EXCERPT TO READ
----

A white dwarf is the end state of stars like our Sun. Once they’ve consumed their nuclear fuel, they expel their outer material.
What’s left is an indescribably dense collection of matter, with no fusion taking place. It’s luminosity comes from its stored thermal energy.
This white dwarf is different than others. Normally, a white dwarf’s atmosphere doesn’t contain much carbon. But WDJ0551+4135 has an atmosphere with elevated levels of carbon. It’s also much more massive than a typical white dwarf.
Both of those characteristics stood out to the astronomers behind a new study announcing the discovery.
The lead researcher of the study is Dr. Mark Hollands, from the Department of Physics at the University of Warwick. The study is titled “An ultra-massive white dwarf with a mixed hydrogen–carbon atmosphere as a likely merger remnant.” It’s published in the March 2nd edition of Nature Astronomy.
Before a star becomes a white dwarf, it goes through a red giant phase. If the red giant doesn’t have enough mass to fuse carbon, then carbon and oxygen will collect in a mass at the star’s center.
As the star sheds it outer layers, it eventually leaves behind only a remnant, the white dwarf. Most dwarfs are primarily composed of that carbon and oxygen, though there are other types.
But normally, that carbon is not visible. A thick layer of helium usually blocks it. In their study, the team used the William Herschel Telescope to examine the white dwarf spectroscopically. That showed that the atmosphere had an unusually high carbon content, something that should not be possible.
“This star stood out as something we had never seen before. You might expect to see an outer layer of hydrogen, sometimes mixed with helium, or just a mix of helium and carbon,” said lead author Hollands in a press release.
“You don’t expect to see this combination of hydrogen and carbon at the same time as there should be a thick layer of helium in between that prohibits that. When we looked at it, it didn’t make any sense.”
In stellar terms, most white dwarfs are not that massive. They’re typically about 0.6 times as massive as our Sun.
But WDJ0551+4135 is different. Its mass is almost double that of a typical white dwarf, at 1.14 solar masses. It’s still extremely compact for an object with that much mass, just like other white dwarfs. It’s only about two-thirds the diameter of Earth.

----

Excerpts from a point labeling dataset
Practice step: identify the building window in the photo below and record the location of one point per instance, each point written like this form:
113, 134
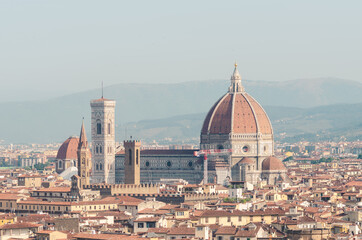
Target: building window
151, 225
130, 156
245, 148
137, 157
99, 127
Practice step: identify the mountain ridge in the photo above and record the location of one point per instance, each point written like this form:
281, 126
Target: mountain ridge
57, 118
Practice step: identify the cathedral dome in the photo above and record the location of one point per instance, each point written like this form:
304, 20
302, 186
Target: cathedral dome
272, 163
236, 112
68, 150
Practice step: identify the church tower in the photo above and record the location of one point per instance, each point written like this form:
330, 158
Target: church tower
132, 162
84, 158
103, 140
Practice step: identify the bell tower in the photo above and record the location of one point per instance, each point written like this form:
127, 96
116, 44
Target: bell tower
84, 158
103, 140
132, 162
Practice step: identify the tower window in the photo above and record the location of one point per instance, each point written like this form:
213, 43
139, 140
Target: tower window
137, 156
99, 127
130, 156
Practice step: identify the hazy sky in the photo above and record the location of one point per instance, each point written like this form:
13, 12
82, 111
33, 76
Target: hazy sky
57, 47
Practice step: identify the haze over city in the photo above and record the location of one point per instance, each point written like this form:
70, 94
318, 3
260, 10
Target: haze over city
53, 48
165, 120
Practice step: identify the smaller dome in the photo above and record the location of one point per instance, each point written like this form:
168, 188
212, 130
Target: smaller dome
68, 150
246, 160
272, 163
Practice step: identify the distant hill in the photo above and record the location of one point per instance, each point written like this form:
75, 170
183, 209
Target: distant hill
331, 122
58, 118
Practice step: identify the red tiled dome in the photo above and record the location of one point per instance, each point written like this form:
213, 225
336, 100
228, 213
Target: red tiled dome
69, 148
246, 160
272, 163
236, 112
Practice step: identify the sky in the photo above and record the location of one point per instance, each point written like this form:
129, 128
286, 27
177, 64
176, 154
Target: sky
53, 48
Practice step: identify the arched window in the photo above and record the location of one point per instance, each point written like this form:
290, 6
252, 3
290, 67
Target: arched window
130, 156
99, 127
137, 156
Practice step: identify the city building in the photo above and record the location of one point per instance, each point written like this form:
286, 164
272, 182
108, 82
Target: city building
103, 140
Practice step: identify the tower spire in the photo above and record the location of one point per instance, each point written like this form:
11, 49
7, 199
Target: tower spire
235, 85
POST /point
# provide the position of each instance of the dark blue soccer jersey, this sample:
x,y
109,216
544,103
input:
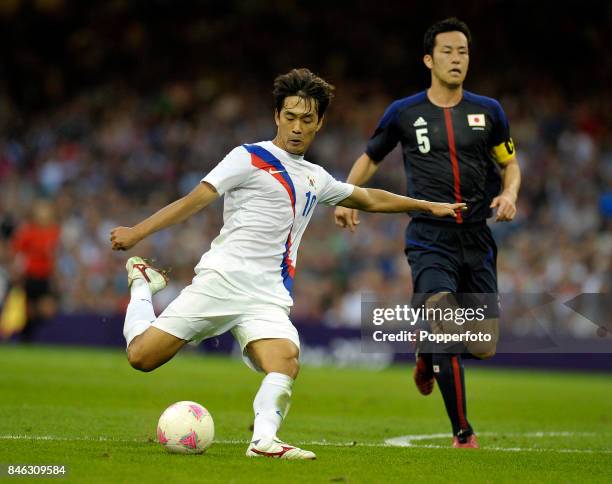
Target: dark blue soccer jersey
x,y
450,154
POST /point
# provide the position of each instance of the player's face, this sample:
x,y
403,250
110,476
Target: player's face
x,y
450,60
297,124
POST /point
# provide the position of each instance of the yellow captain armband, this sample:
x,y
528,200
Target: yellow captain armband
x,y
503,152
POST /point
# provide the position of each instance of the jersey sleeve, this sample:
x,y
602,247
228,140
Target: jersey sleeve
x,y
333,191
386,135
232,171
502,146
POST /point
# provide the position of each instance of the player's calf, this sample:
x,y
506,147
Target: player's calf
x,y
152,349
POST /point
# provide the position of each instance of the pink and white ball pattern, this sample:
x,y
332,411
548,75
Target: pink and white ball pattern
x,y
185,428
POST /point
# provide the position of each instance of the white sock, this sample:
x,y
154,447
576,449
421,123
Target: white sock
x,y
140,314
271,405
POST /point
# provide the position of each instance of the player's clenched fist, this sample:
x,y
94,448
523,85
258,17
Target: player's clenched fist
x,y
506,207
123,238
347,218
447,209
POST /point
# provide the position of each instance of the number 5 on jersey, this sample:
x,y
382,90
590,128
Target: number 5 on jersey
x,y
422,140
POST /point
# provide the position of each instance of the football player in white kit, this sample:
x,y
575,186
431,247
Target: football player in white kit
x,y
243,284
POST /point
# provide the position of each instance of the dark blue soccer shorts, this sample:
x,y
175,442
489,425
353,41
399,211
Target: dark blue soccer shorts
x,y
455,258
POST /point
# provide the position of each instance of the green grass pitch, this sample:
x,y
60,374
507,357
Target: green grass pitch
x,y
87,409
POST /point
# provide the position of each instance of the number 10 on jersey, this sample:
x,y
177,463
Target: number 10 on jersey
x,y
310,201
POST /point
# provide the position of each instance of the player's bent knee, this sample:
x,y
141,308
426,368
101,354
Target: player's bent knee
x,y
289,366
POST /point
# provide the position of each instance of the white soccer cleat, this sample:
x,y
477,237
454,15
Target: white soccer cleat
x,y
139,268
276,449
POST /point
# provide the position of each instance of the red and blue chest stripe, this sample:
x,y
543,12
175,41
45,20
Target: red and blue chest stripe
x,y
266,161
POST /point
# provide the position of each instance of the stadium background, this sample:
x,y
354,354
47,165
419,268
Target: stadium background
x,y
109,110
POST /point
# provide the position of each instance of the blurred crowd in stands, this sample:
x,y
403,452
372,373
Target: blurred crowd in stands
x,y
112,153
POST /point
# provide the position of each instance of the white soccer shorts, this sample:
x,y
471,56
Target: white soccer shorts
x,y
210,306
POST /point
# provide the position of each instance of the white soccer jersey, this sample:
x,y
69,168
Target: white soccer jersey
x,y
269,199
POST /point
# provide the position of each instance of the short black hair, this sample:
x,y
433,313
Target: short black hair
x,y
303,83
451,24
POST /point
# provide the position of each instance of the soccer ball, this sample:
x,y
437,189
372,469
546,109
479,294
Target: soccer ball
x,y
185,428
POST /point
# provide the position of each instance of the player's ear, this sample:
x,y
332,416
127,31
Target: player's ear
x,y
320,123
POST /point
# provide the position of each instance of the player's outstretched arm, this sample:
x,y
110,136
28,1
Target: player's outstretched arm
x,y
123,238
374,200
505,202
363,169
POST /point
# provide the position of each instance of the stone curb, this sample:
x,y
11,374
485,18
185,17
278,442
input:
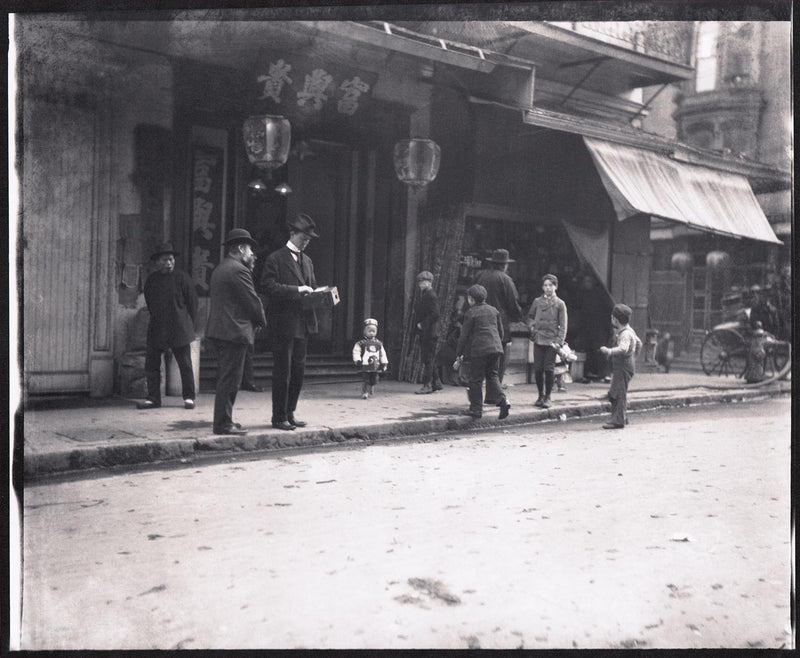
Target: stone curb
x,y
183,450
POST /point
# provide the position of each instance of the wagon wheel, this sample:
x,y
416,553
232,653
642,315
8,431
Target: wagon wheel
x,y
779,356
724,352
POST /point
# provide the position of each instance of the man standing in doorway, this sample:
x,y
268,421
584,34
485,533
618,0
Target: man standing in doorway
x,y
172,303
236,312
287,278
502,294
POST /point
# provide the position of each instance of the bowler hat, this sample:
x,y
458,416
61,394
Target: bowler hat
x,y
622,312
304,224
237,235
477,292
500,256
164,248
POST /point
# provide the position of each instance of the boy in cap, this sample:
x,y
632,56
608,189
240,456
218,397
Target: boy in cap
x,y
481,343
172,303
547,320
370,357
622,355
502,294
427,315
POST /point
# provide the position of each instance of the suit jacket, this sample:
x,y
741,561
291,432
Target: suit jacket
x,y
481,333
172,302
502,294
280,280
236,309
427,313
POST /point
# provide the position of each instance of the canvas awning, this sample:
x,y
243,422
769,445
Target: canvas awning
x,y
641,181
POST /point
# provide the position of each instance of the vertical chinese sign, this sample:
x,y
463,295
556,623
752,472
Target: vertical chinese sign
x,y
206,209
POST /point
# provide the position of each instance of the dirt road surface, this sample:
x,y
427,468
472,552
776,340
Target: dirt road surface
x,y
673,533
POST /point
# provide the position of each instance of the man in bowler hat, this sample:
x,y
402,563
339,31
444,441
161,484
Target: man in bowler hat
x,y
172,302
502,294
288,276
235,315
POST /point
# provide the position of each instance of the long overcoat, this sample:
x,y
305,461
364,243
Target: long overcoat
x,y
172,303
236,309
280,280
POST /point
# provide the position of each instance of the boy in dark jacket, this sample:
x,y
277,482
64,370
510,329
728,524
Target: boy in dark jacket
x,y
622,355
481,343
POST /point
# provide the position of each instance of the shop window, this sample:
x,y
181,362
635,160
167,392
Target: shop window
x,y
706,56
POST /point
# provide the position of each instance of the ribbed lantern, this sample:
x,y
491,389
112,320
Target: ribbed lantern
x,y
267,139
681,261
718,260
416,161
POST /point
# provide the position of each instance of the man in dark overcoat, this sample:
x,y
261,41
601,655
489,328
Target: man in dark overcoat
x,y
502,294
426,312
236,313
172,303
287,278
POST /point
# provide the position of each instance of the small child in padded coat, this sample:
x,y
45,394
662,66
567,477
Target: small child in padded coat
x,y
370,357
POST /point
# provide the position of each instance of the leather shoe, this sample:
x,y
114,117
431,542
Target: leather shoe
x,y
231,430
505,406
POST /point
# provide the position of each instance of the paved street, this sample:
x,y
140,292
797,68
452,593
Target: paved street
x,y
672,533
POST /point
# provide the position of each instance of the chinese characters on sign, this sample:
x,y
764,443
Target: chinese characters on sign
x,y
312,88
206,208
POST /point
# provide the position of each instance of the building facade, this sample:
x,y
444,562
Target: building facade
x,y
130,133
737,104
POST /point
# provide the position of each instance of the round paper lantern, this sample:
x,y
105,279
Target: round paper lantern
x,y
681,261
267,140
416,161
717,260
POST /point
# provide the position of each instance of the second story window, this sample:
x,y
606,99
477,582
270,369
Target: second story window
x,y
706,56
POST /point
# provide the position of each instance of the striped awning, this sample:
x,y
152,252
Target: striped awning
x,y
641,181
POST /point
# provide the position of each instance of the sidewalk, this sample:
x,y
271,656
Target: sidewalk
x,y
112,432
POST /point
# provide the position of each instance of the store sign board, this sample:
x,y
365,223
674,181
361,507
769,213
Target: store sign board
x,y
207,180
310,87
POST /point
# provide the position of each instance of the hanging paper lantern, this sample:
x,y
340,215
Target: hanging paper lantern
x,y
416,161
681,261
267,140
717,260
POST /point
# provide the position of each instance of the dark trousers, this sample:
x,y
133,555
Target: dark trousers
x,y
152,369
503,361
230,362
622,372
544,363
430,371
480,368
289,355
248,376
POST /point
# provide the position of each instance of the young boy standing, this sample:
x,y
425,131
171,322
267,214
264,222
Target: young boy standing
x,y
481,343
370,357
622,355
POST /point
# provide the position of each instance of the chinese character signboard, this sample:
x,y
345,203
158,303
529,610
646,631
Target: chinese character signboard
x,y
300,87
206,210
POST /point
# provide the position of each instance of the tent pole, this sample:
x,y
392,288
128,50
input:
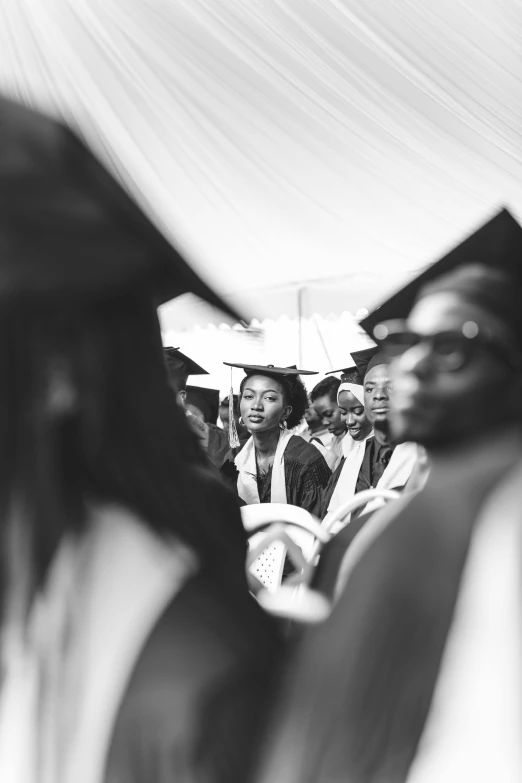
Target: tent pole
x,y
300,292
325,349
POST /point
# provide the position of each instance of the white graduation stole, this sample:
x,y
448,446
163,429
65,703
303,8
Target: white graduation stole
x,y
474,728
245,462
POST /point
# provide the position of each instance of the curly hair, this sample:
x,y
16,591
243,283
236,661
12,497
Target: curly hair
x,y
294,394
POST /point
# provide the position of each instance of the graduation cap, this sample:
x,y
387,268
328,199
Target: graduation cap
x,y
68,230
365,359
207,400
497,244
269,369
179,367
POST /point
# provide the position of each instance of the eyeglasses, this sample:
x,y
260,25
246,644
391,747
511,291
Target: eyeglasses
x,y
450,350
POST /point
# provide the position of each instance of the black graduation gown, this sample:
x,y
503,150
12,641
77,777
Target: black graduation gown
x,y
306,474
196,702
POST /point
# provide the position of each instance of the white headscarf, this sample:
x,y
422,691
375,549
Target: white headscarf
x,y
354,388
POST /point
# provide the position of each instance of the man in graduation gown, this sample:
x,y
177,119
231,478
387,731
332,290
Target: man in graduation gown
x,y
423,675
373,461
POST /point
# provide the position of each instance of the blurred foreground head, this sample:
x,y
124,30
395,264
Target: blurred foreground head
x,y
454,339
86,413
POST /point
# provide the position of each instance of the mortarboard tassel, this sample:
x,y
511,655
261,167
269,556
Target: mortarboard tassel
x,y
233,437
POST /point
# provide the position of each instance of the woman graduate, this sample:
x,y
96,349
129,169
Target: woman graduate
x,y
274,465
131,649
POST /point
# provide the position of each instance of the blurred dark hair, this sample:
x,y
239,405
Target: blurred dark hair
x,y
328,387
124,439
294,394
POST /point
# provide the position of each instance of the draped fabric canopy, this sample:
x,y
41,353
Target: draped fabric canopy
x,y
287,140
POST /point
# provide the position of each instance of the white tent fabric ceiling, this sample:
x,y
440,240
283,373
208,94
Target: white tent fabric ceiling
x,y
284,140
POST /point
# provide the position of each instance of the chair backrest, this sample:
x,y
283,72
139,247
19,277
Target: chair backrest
x,y
299,525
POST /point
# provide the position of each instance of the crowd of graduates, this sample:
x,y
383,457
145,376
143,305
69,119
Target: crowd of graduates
x,y
134,642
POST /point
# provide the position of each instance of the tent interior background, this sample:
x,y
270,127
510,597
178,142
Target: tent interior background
x,y
335,143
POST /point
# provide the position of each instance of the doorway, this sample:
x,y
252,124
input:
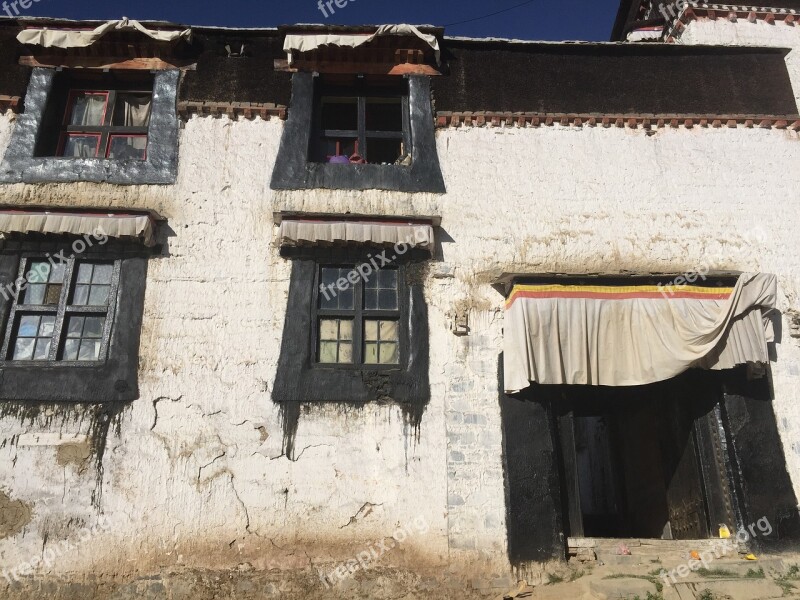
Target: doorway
x,y
631,460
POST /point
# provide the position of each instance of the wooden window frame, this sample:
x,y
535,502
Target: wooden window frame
x,y
361,92
358,314
62,311
106,130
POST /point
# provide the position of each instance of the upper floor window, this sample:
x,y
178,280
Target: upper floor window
x,y
64,312
362,123
106,124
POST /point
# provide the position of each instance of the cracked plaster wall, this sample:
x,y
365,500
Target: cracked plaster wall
x,y
196,476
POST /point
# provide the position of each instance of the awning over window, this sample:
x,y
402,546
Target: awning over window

----

REQUIRED TASKS
[1] In the article on the white dwarf WDJ0551+4135, which telescope did the team use to examine the star spectroscopically?
[2] Pick up the article on the white dwarf WDJ0551+4135 after its final sentence and write the next part.

ANSWERS TO THE TASKS
[1] The William Herschel Telescope.

[2]
It’s velocity through space also doesn’t match up with other white dwarfs. Astronomers use the term “local standard of rest” to describe the mean motion of matter in the Milky Way. It’s between 202–241 km/s.
But WDJ0551+4135 travels at 129 ± 5 km/s relative to the local standard of rest, much quicker than other matter.
Since older stars travel faster than young ones as they both orbit in the Milky Way, this white dwarf must older. In fact, its high velocity means its faster than 99 percent of other white dwarfs in the galaxy.
In their study the authors say: “We found this speed to be at the 99th percentile of the three-dimensional (3D) velocity distribution of nearby white dwarfs with similar absolute magnitudes. Because stellar velocity dispersion increases with system age, the fast kinematics of WD J0551+4135 may signify a system age much older than implied simply from the white dwarf cooling.”
All three characteristics set it apart from other white dwarfs: its velocity/age, its mass, and its visible carbon.
“We have a composition that we can’t explain through normal stellar evolution, a mass twice the average for a white dwarf, and a kinematic age older than that inferred from cooling,” said Hollands.
“We’re pretty sure of how one star forms one white dwarf and it shouldn’t do this. The only way you can explain it is if it was formed through a merger of two white dwarfs.”
The merged-dwarf is likely the outcome of billions of years of stellar evolution in a binary star system. One of the stars reaches its red giant phase before its partner, and expands, enveloping the partner. As the first star then shrinks, the orbit between the two draws closer. Then the second star goes through its red giant phase, expanding and enveloping the other.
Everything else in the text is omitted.